━━━ THE RECORDS

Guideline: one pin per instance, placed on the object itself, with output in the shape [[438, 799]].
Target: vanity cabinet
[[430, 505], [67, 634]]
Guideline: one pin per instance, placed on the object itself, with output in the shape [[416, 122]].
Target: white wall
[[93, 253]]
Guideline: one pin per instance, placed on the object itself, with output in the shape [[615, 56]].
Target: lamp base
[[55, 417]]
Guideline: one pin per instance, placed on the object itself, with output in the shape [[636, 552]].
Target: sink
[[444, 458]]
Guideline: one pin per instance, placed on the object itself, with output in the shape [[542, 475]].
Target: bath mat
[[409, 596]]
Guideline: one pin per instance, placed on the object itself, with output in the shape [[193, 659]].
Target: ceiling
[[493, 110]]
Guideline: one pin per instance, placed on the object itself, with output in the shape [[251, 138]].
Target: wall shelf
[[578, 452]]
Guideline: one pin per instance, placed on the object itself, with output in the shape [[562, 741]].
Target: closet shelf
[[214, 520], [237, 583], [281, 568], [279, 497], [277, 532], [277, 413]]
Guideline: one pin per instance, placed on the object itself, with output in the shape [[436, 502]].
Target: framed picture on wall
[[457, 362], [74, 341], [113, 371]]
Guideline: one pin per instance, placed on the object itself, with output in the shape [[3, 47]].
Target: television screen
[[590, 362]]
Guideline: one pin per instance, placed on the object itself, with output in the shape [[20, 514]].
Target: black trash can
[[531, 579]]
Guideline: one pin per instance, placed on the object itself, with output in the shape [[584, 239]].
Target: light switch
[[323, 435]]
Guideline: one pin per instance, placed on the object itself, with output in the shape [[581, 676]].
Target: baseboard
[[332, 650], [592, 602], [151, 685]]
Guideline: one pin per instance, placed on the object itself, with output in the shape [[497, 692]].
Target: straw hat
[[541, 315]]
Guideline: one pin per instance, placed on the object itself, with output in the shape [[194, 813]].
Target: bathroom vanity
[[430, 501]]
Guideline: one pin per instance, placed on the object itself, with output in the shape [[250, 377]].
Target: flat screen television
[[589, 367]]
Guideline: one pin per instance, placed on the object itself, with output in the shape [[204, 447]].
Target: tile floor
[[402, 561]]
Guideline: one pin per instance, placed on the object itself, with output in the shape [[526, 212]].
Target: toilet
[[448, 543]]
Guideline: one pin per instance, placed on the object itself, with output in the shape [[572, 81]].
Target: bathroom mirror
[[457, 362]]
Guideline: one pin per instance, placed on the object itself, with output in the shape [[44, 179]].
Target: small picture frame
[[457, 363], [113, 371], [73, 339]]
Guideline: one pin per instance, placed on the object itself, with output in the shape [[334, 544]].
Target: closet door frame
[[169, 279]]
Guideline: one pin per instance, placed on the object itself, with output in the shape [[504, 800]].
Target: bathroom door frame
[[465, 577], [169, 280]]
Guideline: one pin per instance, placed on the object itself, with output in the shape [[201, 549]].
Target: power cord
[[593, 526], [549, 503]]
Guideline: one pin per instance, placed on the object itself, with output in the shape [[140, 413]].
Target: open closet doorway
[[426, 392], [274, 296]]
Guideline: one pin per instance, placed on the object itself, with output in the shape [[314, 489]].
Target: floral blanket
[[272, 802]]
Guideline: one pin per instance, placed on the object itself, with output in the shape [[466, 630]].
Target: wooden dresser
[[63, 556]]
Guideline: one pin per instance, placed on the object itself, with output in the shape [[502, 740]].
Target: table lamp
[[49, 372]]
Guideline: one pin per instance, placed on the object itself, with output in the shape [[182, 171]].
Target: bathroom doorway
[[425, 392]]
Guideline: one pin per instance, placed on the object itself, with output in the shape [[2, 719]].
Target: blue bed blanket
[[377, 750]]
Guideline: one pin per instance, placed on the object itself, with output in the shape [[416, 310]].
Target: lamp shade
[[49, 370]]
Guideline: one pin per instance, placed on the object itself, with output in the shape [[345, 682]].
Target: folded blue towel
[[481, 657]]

━━━━━━

PROBLEM REQUIREMENTS: Rewrite the data in the stretch from the line containing "shape [[193, 659]]." through the line containing "[[402, 561]]", substituting "Instruction" for every "Guideline" and leaving all else unchanged.

WRITTEN SOLUTION:
Instruction: one pin per instance, placed on the object itself, with output in the shape [[193, 659]].
Target: ceiling
[[493, 110]]
Instruction: one pin per instance, placed on the object itself, with output in the shape [[251, 138]].
Target: wall shelf
[[578, 452]]
Instruction: one pin per instance, placed on the object itself, with output in the shape [[562, 741]].
Target: closet shelf
[[214, 520], [237, 583], [281, 568], [279, 497], [277, 532], [277, 413]]
Instruction: one pin per instance, placed on the object itself, with output in the shape [[436, 502]].
Target: framed picture on wall
[[457, 362], [74, 341], [113, 371]]
Instruction: one pin per instance, placed on the object itself, with output in the shape [[3, 47]].
Target: television screen
[[590, 362]]
Instruction: one pin per instance, placed on the object itself, with output in the shape [[20, 514]].
Target: black trash can
[[531, 579]]
Instruction: one pin per instance, placed on the object itself, with output in the shape [[584, 239]].
Target: light switch
[[323, 435]]
Instruction: one pin per instance, placed on the object itself, with output in the shape [[581, 676]].
Target: baseboard
[[332, 650], [592, 602], [151, 685]]
Instruction: one pin per instance, placed on the object itself, with output in the shape [[497, 692]].
Target: straw hat
[[541, 315]]
Instruction: one pin per instance, placed on the object itself, with output in the shape [[194, 813]].
Target: bathroom vanity
[[430, 501]]
Instruction: one pin per instance, placed on the object itself, with output in the shape [[250, 377]].
Target: flat screen television
[[589, 367]]
Instruction: one pin per instance, placed on the object itself, with output in the shape [[204, 447]].
Target: tile floor
[[402, 561]]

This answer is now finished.